_GIVEN EXERCISE_
Please convert everything in the listing below, from the line containing "Warehouse pick-planner input: mark the orange" down to the end of the listing, into a Markdown table with the columns Row and Entry, leaving out blank lines.
#### EXERCISE DATA ####
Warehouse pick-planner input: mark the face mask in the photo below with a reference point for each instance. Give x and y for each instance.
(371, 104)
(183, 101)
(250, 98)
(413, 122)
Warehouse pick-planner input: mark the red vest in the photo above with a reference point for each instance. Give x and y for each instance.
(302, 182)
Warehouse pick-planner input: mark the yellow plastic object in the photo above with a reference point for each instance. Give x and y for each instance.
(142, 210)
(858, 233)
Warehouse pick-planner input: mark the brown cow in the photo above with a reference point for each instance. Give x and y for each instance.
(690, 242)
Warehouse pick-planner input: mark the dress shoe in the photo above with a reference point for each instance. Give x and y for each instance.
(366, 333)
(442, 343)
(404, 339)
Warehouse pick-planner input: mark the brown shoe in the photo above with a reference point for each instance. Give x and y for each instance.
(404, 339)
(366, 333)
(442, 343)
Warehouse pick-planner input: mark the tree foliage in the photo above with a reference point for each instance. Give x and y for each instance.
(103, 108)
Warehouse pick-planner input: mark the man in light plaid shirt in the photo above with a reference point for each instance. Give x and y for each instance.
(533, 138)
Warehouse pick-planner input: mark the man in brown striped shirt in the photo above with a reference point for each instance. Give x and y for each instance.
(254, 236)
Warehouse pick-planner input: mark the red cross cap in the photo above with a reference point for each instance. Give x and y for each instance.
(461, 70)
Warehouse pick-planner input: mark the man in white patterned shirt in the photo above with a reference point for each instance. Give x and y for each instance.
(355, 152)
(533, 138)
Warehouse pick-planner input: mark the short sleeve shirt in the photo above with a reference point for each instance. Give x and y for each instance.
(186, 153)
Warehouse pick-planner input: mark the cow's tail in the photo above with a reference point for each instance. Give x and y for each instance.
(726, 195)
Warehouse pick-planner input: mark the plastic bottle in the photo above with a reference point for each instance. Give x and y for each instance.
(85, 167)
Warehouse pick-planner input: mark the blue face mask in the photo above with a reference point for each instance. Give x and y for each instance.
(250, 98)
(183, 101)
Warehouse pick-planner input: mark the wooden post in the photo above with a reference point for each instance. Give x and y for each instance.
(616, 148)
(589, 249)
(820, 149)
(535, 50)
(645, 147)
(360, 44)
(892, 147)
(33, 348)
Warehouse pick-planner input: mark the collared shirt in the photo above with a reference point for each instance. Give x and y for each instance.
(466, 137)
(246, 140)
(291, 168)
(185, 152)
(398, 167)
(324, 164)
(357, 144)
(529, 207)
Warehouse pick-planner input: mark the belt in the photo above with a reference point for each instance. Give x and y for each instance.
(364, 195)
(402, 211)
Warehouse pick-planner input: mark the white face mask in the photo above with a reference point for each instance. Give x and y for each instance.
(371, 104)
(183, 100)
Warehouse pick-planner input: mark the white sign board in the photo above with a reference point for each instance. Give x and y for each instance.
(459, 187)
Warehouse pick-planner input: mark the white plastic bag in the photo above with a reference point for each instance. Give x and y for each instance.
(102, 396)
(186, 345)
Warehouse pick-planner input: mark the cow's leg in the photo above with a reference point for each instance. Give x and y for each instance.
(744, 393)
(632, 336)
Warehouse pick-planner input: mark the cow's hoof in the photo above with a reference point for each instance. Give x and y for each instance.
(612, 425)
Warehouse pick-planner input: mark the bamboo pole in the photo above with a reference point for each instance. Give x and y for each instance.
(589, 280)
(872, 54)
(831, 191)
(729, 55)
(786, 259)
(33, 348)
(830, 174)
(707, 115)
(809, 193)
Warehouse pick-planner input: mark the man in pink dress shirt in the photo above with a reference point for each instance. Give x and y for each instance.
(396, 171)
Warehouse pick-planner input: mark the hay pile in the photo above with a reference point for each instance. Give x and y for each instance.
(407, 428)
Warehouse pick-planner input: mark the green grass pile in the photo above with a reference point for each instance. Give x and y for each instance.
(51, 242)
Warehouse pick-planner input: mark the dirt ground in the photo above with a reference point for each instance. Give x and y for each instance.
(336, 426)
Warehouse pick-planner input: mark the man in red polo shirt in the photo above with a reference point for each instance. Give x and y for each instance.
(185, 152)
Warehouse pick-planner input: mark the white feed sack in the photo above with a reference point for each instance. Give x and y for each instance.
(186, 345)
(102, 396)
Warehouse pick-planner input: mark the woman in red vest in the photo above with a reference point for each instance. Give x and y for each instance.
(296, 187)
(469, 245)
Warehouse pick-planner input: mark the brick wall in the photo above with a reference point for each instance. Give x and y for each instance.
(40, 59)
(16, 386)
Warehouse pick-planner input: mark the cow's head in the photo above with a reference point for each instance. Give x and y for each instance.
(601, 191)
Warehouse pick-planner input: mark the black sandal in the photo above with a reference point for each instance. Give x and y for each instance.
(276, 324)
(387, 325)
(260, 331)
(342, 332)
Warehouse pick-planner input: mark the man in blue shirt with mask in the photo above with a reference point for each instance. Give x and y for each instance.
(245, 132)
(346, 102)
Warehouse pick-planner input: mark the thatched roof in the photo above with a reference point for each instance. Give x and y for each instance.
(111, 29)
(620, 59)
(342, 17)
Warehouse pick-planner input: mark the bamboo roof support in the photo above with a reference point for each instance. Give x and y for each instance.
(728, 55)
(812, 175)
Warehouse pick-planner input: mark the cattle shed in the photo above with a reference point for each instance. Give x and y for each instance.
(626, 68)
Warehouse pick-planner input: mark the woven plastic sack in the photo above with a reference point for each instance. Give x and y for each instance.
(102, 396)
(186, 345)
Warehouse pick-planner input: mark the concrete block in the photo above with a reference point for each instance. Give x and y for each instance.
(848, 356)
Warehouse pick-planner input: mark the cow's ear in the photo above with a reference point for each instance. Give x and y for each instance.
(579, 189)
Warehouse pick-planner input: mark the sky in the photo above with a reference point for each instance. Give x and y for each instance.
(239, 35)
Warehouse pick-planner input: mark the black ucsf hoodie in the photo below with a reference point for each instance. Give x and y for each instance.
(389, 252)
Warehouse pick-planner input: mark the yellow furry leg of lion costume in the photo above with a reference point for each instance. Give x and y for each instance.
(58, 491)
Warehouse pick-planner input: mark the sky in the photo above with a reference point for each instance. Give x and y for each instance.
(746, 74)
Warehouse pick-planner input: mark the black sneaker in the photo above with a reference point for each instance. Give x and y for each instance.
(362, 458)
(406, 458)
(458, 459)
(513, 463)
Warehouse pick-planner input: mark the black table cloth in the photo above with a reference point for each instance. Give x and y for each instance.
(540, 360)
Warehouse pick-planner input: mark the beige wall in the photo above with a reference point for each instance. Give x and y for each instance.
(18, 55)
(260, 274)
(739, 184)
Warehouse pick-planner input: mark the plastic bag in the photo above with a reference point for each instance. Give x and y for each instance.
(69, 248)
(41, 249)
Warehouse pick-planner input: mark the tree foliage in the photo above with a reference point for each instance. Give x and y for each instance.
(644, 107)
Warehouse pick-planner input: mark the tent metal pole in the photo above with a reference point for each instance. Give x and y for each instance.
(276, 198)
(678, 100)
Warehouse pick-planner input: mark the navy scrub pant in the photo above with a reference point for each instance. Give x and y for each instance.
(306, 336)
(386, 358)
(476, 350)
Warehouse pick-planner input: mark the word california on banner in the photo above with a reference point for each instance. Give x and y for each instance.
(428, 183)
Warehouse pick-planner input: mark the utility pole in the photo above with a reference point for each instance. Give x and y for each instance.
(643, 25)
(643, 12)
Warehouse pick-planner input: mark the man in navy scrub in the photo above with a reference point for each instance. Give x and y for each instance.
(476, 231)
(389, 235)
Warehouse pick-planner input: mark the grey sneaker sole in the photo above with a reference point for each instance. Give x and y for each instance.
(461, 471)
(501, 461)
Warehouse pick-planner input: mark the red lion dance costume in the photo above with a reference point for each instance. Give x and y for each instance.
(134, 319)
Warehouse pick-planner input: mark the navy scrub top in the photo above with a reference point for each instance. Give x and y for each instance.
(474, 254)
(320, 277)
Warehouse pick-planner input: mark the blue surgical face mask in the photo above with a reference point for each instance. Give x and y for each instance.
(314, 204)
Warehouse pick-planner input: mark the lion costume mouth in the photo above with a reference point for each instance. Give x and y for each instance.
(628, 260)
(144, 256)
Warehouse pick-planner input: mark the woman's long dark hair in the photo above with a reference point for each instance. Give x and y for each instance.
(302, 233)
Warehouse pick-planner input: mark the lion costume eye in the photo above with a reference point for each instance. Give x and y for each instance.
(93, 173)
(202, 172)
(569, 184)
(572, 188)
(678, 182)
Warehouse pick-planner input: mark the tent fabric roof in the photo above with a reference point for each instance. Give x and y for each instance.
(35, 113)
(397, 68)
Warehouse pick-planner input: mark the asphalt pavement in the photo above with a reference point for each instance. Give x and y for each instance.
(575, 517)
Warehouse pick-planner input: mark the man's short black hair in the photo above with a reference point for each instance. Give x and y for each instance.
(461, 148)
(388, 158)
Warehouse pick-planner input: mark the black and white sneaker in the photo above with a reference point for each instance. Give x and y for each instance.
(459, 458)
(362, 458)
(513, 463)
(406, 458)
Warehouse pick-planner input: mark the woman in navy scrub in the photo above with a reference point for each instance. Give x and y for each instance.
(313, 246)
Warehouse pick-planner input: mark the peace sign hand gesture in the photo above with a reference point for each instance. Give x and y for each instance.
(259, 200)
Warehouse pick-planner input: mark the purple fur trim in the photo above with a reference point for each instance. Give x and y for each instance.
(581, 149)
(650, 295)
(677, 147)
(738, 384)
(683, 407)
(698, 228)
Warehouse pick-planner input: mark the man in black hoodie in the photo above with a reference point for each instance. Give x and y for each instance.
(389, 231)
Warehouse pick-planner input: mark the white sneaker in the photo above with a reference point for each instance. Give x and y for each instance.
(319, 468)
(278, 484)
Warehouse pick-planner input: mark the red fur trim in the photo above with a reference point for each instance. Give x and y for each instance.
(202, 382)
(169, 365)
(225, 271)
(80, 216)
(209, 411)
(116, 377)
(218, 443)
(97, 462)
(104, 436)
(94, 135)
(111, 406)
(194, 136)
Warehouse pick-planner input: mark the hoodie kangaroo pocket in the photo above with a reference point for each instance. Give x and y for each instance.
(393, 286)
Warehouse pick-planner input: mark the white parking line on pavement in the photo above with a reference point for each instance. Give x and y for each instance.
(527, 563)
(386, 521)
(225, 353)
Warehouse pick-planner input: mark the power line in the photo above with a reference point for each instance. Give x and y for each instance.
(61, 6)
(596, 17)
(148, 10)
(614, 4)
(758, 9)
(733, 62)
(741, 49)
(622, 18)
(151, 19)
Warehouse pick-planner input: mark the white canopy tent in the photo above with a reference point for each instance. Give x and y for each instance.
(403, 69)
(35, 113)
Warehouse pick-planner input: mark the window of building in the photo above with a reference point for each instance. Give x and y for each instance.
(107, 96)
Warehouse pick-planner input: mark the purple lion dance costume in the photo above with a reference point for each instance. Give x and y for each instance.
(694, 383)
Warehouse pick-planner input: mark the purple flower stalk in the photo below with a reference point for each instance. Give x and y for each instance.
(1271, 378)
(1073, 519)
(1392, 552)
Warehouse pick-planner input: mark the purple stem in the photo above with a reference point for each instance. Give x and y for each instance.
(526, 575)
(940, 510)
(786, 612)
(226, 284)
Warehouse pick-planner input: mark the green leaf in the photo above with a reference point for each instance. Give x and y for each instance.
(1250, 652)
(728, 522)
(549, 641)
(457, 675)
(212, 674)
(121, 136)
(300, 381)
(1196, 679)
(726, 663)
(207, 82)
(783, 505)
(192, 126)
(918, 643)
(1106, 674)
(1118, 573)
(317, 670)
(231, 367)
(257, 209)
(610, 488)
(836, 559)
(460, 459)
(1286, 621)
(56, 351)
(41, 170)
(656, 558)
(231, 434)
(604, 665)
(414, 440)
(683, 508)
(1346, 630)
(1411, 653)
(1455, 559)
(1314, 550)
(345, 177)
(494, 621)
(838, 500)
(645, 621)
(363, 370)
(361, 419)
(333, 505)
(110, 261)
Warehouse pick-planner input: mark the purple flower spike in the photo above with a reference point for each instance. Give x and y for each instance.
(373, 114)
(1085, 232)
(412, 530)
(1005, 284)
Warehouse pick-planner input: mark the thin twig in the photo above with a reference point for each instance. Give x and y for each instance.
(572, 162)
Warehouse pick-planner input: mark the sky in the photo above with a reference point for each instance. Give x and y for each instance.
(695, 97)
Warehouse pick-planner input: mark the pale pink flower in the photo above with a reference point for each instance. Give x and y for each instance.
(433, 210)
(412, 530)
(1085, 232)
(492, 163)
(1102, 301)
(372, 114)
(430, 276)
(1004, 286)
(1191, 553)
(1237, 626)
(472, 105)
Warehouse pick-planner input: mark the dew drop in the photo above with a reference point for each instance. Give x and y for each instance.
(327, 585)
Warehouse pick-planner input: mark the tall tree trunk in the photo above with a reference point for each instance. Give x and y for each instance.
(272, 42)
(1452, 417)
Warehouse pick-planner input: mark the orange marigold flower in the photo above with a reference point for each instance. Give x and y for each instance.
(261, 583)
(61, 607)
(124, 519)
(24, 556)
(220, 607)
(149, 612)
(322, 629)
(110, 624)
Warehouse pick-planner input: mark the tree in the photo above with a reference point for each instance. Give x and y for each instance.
####
_REPLY_
| Row | Entry |
|---|---|
| 1 | Warehouse pick-planner input: mark the orange marigold flower in the photo above with a reference point for each instance. Give x and y for each instance. |
| 2 | (261, 583) |
| 3 | (61, 607) |
| 4 | (124, 519) |
| 5 | (24, 556) |
| 6 | (220, 607) |
| 7 | (149, 612) |
| 8 | (322, 629) |
| 9 | (110, 624) |
| 10 | Warehouse pick-planner input: mark the tree in the photo above with a reference point for each instance. Give x and y for each instance. |